**WHAT TO DO:** Copy the records below word for word. Stop after the line that contains "the form [220,71].".

**SOURCE MATERIAL:**
--*--

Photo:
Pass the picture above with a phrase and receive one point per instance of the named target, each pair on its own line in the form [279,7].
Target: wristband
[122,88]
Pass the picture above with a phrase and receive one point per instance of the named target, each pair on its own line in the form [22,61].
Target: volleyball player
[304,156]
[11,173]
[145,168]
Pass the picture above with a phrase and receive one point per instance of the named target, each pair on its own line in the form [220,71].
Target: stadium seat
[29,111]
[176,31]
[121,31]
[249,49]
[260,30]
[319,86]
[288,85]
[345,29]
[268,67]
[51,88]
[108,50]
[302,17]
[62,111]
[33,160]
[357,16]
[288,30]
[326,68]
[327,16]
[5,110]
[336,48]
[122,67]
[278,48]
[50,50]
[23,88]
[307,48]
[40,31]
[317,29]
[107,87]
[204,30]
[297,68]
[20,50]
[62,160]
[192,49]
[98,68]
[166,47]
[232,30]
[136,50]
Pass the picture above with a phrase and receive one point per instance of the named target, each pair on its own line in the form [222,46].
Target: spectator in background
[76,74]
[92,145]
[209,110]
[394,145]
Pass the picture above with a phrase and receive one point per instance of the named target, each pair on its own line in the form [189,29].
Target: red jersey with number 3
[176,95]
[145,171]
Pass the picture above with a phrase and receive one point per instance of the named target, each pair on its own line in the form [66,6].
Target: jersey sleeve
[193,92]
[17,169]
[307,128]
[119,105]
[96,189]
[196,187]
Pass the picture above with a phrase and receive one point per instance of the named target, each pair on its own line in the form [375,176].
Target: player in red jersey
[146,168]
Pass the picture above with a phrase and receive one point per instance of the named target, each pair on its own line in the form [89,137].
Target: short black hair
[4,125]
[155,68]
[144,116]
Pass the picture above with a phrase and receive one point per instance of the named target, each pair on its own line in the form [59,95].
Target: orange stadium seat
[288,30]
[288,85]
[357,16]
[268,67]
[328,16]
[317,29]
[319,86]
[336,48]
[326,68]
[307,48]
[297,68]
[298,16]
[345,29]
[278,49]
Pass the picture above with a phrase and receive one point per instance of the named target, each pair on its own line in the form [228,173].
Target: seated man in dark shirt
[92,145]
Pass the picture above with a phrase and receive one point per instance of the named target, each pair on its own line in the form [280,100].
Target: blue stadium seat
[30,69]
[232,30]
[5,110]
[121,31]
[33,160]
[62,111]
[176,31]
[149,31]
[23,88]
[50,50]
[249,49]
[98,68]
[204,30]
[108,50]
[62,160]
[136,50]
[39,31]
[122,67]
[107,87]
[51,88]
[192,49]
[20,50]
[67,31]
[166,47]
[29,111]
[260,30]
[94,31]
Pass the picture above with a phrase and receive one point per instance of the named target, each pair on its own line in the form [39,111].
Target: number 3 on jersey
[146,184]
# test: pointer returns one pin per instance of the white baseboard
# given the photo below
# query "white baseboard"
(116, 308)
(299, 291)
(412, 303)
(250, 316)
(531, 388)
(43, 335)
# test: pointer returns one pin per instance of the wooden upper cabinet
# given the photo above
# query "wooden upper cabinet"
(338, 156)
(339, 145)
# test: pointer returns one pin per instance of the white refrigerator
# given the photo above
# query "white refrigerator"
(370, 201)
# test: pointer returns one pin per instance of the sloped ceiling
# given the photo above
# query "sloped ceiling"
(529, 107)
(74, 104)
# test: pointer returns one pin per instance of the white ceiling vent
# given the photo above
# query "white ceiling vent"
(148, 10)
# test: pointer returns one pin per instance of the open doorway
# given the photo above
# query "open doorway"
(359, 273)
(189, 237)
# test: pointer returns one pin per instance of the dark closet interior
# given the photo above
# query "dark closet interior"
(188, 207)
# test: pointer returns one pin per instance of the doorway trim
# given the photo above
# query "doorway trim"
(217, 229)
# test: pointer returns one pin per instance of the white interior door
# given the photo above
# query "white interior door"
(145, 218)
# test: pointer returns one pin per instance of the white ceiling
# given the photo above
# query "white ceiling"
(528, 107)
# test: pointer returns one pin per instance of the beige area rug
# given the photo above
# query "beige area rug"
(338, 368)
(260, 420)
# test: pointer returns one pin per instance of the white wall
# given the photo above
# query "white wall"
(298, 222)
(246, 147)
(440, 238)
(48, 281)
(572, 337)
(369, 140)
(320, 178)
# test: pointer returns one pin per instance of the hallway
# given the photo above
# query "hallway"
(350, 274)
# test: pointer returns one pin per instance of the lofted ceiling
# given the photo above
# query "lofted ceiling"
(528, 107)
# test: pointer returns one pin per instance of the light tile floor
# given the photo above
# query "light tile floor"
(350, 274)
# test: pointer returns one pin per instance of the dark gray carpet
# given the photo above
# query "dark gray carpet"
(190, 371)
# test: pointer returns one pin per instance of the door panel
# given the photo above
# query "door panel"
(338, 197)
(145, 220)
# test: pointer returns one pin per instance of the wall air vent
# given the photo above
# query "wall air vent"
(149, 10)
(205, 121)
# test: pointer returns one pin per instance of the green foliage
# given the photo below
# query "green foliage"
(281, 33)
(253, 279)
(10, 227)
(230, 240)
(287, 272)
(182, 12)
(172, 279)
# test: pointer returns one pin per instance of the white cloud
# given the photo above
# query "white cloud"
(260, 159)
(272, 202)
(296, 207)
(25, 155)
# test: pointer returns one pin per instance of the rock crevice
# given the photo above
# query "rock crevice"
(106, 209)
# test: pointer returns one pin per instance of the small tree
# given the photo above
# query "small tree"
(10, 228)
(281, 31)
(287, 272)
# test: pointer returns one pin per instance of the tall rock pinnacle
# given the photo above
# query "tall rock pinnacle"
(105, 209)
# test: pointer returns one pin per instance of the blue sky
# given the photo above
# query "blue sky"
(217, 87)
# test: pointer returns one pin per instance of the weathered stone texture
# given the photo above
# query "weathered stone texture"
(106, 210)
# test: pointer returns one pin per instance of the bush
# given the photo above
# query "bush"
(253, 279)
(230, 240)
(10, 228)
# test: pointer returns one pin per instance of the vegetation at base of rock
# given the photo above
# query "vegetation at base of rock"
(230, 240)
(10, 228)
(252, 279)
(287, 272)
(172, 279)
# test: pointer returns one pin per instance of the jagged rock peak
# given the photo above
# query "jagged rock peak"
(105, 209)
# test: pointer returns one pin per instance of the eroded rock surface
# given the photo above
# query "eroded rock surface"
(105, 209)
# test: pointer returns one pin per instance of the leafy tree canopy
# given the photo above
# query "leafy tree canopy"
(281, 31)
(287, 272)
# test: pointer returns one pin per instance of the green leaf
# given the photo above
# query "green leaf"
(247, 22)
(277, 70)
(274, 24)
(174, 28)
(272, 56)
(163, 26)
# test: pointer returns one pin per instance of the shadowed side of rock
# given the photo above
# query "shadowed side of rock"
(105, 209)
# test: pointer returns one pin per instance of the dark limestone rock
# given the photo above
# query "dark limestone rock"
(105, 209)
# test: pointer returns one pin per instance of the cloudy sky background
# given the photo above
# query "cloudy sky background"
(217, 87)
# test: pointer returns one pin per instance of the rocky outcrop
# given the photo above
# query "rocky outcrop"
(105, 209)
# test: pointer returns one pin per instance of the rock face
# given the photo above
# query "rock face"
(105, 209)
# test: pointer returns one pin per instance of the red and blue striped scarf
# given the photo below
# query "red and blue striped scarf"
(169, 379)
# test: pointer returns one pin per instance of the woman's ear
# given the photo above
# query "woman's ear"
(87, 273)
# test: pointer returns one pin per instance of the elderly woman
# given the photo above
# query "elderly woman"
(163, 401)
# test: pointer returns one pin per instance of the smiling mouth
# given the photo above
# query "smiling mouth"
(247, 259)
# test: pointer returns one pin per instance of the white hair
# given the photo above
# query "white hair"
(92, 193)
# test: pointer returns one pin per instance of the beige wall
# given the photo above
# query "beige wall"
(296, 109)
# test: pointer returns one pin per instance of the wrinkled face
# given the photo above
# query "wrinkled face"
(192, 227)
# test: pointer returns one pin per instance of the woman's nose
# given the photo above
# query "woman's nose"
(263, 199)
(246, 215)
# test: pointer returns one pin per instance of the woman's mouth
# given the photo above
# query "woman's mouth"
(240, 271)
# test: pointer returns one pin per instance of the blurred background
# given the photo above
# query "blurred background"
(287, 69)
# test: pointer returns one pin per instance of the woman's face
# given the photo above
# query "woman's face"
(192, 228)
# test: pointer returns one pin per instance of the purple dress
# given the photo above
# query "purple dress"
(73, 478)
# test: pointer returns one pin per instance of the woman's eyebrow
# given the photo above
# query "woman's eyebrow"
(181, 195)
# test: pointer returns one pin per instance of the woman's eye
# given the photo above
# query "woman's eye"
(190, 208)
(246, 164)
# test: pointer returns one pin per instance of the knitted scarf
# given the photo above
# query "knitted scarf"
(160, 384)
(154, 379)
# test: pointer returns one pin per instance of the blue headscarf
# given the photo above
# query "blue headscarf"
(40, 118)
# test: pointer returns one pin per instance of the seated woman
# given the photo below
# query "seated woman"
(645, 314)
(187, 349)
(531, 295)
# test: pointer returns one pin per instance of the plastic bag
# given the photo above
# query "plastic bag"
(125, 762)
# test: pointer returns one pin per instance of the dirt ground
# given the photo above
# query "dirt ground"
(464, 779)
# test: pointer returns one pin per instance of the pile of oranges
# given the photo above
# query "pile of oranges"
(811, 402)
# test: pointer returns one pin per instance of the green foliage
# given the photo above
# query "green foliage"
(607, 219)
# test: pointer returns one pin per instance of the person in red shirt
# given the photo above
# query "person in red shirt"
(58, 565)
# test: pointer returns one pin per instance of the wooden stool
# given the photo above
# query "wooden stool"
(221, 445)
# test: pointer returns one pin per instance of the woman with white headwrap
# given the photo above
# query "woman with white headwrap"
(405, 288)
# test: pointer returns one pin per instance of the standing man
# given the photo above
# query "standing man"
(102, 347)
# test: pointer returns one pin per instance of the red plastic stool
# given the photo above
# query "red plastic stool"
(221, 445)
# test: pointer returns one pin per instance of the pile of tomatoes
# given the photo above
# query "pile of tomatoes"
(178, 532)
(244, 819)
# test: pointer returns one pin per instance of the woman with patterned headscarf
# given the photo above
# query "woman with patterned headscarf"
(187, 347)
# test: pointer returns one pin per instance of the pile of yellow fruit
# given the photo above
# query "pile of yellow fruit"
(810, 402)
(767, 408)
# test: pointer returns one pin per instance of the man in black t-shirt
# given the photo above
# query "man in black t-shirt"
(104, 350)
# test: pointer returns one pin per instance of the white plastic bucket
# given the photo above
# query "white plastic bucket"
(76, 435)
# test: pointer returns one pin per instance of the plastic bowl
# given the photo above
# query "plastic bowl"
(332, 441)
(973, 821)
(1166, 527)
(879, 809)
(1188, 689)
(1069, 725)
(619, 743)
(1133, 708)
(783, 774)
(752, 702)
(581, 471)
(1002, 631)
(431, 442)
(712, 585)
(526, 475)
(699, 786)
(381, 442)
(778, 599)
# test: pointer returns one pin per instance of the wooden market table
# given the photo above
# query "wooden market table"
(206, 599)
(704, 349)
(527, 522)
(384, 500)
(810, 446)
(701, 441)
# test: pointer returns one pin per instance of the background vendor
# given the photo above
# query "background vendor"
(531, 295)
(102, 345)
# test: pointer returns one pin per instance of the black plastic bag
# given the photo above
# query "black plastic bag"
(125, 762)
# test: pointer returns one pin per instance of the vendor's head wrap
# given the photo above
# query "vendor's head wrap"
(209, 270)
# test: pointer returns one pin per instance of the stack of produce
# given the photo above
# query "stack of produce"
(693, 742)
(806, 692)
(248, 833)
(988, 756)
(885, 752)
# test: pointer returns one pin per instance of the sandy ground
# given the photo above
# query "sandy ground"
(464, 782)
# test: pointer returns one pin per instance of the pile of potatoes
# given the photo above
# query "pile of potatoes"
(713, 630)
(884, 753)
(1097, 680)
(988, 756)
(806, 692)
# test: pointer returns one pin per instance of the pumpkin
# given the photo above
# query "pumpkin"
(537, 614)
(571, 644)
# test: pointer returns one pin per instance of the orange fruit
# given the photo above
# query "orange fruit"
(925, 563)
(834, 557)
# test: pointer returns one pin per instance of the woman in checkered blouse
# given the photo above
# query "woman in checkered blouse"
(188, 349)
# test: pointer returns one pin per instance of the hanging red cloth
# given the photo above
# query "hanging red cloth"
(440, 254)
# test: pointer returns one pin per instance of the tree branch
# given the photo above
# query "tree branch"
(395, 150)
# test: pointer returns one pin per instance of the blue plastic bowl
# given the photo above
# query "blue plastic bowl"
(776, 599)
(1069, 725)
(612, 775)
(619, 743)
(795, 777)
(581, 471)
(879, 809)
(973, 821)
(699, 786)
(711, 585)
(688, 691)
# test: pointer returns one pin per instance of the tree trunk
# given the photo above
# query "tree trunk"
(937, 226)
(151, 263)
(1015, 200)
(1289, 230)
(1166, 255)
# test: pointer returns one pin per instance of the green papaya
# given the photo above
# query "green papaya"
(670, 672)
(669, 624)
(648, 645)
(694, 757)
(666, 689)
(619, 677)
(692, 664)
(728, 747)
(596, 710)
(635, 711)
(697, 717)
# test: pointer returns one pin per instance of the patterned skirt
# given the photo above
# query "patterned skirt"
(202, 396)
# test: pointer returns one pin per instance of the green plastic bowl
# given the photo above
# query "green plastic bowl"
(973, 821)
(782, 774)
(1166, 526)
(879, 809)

--*--

**RESPONSE TO THE TASK:**
Photo:
Pass the picture above with a phrase and receive one point per instance of the named target, each pair on its own line in the form [279,7].
Target: wristband
[122,88]
Pass the picture above with a phrase and receive one point per instance of the named target, each pair on its own line in the form [22,61].
Target: volleyball player
[304,156]
[11,173]
[145,168]
Pass the picture above with a phrase and receive one point per instance of the named target, each pair on its own line in the form [220,71].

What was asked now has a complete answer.